• _Directions for this task_
Give every entry below again, exactly as written, and skip the images.

[Segmentation mask data]
————

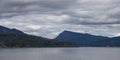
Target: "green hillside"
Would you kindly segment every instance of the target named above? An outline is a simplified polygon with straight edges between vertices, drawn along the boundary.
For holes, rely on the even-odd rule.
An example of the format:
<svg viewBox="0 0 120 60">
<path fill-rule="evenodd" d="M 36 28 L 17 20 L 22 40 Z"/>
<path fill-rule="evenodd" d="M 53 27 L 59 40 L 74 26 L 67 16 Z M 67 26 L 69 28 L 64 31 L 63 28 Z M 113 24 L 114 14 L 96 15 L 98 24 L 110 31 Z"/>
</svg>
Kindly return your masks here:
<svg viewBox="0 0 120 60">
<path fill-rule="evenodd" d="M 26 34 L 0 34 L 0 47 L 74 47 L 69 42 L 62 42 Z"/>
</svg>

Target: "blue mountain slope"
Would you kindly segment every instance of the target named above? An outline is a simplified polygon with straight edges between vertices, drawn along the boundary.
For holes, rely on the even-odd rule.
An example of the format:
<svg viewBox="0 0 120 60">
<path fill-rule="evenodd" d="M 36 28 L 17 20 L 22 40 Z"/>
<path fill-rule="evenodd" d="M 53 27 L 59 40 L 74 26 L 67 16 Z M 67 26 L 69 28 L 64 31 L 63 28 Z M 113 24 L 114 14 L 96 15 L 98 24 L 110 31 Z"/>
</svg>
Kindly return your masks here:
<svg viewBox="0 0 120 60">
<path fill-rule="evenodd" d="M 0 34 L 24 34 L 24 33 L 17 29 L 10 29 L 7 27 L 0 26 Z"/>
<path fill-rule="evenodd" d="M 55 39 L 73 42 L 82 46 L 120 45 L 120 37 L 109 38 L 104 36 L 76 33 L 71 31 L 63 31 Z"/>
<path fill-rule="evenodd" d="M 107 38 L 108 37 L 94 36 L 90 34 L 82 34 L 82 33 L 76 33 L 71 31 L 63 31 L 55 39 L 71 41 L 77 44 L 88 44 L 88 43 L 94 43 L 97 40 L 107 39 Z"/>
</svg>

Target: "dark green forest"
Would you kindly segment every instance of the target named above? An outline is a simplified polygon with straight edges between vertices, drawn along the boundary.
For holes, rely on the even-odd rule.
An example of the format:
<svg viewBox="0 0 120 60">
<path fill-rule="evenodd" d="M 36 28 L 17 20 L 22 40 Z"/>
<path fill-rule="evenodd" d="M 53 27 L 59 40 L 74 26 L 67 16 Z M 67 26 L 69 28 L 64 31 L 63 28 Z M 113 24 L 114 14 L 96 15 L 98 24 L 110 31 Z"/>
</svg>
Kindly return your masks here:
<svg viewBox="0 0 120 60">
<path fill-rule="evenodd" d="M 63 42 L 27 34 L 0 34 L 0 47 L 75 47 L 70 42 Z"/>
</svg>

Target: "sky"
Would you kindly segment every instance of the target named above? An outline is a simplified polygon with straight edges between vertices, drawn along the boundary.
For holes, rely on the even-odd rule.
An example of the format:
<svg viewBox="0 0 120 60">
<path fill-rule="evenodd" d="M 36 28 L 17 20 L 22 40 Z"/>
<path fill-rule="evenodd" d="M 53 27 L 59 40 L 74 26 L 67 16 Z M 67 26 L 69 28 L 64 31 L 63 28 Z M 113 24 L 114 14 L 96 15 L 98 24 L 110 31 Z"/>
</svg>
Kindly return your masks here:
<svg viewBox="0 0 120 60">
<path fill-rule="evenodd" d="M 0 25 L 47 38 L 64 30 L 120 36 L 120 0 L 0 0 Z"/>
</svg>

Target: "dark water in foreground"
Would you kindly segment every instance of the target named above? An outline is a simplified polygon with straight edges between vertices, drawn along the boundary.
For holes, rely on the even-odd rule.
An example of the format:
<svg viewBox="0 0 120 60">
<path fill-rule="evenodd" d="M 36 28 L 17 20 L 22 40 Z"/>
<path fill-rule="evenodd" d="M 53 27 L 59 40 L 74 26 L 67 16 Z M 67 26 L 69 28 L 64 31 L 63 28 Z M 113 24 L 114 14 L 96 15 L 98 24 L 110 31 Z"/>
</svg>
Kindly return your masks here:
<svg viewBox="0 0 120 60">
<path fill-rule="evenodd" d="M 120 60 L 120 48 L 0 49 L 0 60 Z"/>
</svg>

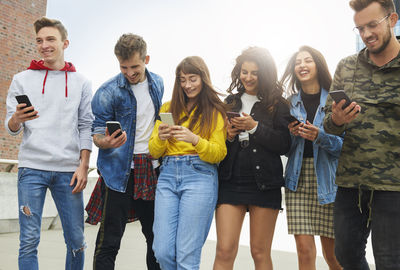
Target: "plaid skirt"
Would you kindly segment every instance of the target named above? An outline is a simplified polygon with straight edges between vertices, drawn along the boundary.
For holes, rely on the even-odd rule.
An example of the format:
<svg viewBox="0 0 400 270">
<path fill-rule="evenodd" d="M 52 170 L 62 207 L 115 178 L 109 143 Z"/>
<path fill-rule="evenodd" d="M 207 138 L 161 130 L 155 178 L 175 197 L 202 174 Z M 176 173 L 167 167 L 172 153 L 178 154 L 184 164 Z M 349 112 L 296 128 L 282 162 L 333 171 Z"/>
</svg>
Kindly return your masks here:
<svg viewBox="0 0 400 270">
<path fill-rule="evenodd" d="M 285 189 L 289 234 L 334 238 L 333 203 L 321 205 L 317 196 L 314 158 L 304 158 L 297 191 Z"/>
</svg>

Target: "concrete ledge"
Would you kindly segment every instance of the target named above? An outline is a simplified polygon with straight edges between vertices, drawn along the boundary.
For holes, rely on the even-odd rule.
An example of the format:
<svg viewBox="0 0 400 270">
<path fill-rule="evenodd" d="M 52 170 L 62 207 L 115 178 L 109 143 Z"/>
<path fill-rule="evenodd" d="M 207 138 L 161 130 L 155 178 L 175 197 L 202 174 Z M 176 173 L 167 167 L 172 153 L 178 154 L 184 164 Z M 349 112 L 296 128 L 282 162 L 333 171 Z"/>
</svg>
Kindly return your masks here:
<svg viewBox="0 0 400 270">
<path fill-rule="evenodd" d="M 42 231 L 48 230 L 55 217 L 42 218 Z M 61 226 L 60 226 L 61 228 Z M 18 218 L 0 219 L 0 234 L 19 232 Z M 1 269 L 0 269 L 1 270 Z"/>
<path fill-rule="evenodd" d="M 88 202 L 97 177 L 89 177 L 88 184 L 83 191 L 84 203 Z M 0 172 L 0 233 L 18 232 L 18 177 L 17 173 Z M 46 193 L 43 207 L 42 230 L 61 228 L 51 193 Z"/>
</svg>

————

• _Answer to this exercise_
Target: "green hillside"
Would you kindly segment every instance of the target named above? An outline is a simplified polygon with straight edges between vertices, drawn along the boundary.
For holes, rely on the even-odd rule.
An example of the format:
<svg viewBox="0 0 120 60">
<path fill-rule="evenodd" d="M 36 28 L 17 20 L 22 40 Z"/>
<path fill-rule="evenodd" d="M 53 27 L 59 40 L 74 26 L 67 16 Z M 67 26 L 69 28 L 64 31 L 63 28 Z M 113 24 L 114 14 L 96 15 L 98 24 L 110 31 Z"/>
</svg>
Kindly return your masks here:
<svg viewBox="0 0 120 60">
<path fill-rule="evenodd" d="M 26 34 L 0 34 L 0 47 L 74 47 L 69 42 L 62 42 Z"/>
</svg>

Target: "blue mountain slope"
Would you kindly segment every instance of the target named above? An outline is a simplified polygon with straight edges between vertices, drawn along the boundary.
For holes, rely on the even-odd rule.
An example of the format:
<svg viewBox="0 0 120 60">
<path fill-rule="evenodd" d="M 36 28 L 17 20 L 22 40 Z"/>
<path fill-rule="evenodd" d="M 53 27 L 59 40 L 74 26 L 67 16 Z M 67 26 L 69 28 L 64 31 L 63 28 Z M 113 24 L 114 14 L 96 15 L 98 24 L 110 31 Z"/>
</svg>
Kindly return your masks here:
<svg viewBox="0 0 120 60">
<path fill-rule="evenodd" d="M 0 34 L 24 34 L 24 33 L 17 29 L 10 29 L 7 27 L 0 26 Z"/>
<path fill-rule="evenodd" d="M 55 39 L 73 42 L 82 46 L 120 45 L 120 37 L 109 38 L 104 36 L 76 33 L 71 31 L 63 31 Z"/>
<path fill-rule="evenodd" d="M 107 38 L 108 37 L 94 36 L 90 34 L 82 34 L 82 33 L 76 33 L 71 31 L 63 31 L 55 39 L 71 41 L 77 44 L 88 44 L 88 43 L 94 43 L 97 40 L 107 39 Z"/>
</svg>

Target: "dark green forest"
Would you kindly segment every instance of the target named above? An outline is a simplified polygon with straight edges between vertices, drawn along the boundary.
For holes, rely on the even-odd rule.
An example of the format:
<svg viewBox="0 0 120 60">
<path fill-rule="evenodd" d="M 36 28 L 17 20 L 22 40 Z"/>
<path fill-rule="evenodd" d="M 53 27 L 59 40 L 74 26 L 67 16 Z M 67 26 L 69 28 L 64 31 L 63 28 Z M 113 24 L 114 14 L 96 15 L 98 24 L 110 31 Z"/>
</svg>
Kindly return your masks here:
<svg viewBox="0 0 120 60">
<path fill-rule="evenodd" d="M 63 42 L 27 34 L 0 34 L 0 47 L 75 47 L 70 42 Z"/>
</svg>

Target: "sky"
Would you kindly segment every instance of the target named above? An outline is a simplified polygon with straight edges between vertices, drawn along the boundary.
For holes, rely on the even-odd rule.
An example of the format:
<svg viewBox="0 0 120 60">
<path fill-rule="evenodd" d="M 36 28 L 17 20 L 22 40 Z"/>
<path fill-rule="evenodd" d="M 53 27 L 59 40 L 74 26 L 67 16 Z M 67 26 L 69 28 L 64 31 L 63 28 Z M 113 24 L 114 14 L 96 15 L 98 24 L 110 31 Z"/>
</svg>
Kindly return your masks here:
<svg viewBox="0 0 120 60">
<path fill-rule="evenodd" d="M 0 25 L 47 38 L 64 30 L 120 36 L 120 0 L 0 0 Z"/>
</svg>

Target: "dark water in foreground"
Would you kindly segment every instance of the target named above? An outline is a simplified polygon with straight edges between vertices, drawn along the boundary.
For holes, rely on the even-odd rule.
An example of the format:
<svg viewBox="0 0 120 60">
<path fill-rule="evenodd" d="M 36 28 L 17 20 L 22 40 Z"/>
<path fill-rule="evenodd" d="M 53 27 L 59 40 L 74 26 L 67 16 Z M 67 26 L 69 28 L 64 31 L 63 28 Z M 113 24 L 114 14 L 96 15 L 98 24 L 110 31 Z"/>
</svg>
Kindly return your masks here:
<svg viewBox="0 0 120 60">
<path fill-rule="evenodd" d="M 120 60 L 120 48 L 0 49 L 0 60 Z"/>
</svg>

Target: "plaid skirt"
Would you kindly segment every instance of the target named above? An outline is a simplified polygon with straight edges between vertices, drawn along the boundary.
For holes, rely on the even-odd rule.
An example of the format:
<svg viewBox="0 0 400 270">
<path fill-rule="evenodd" d="M 52 170 L 62 207 L 115 178 L 109 143 Z"/>
<path fill-rule="evenodd" d="M 207 138 L 161 130 L 155 178 L 175 197 L 202 174 Z M 176 173 L 167 167 L 172 153 L 178 154 L 184 164 Z M 349 112 L 296 128 L 282 162 L 333 171 Z"/>
</svg>
Kindly return your masks here:
<svg viewBox="0 0 400 270">
<path fill-rule="evenodd" d="M 285 189 L 289 234 L 334 238 L 333 203 L 321 205 L 317 196 L 314 158 L 304 158 L 297 191 Z"/>
</svg>

Target: "concrete ledge"
Would you kindly segment every instance of the target named above? An outline is a simplified polygon with straight edges between vertices, drawn along the boundary.
For holes, rely on the even-odd rule.
An example of the format:
<svg viewBox="0 0 400 270">
<path fill-rule="evenodd" d="M 52 170 L 62 207 L 115 178 L 109 143 Z"/>
<path fill-rule="evenodd" d="M 207 138 L 161 130 L 155 178 L 175 197 L 202 174 Z M 176 173 L 167 167 L 172 153 L 178 154 L 184 164 Z M 349 112 L 296 128 L 282 162 L 333 171 Z"/>
</svg>
Kindly return your masks here:
<svg viewBox="0 0 400 270">
<path fill-rule="evenodd" d="M 42 231 L 48 230 L 55 217 L 42 218 Z M 61 226 L 60 226 L 61 228 Z M 18 218 L 0 219 L 0 234 L 19 232 Z M 1 269 L 0 269 L 1 270 Z"/>
<path fill-rule="evenodd" d="M 88 202 L 97 177 L 89 177 L 88 184 L 83 191 L 84 203 Z M 0 172 L 0 233 L 18 232 L 18 177 L 17 173 Z M 46 193 L 43 207 L 42 230 L 61 228 L 51 193 Z"/>
</svg>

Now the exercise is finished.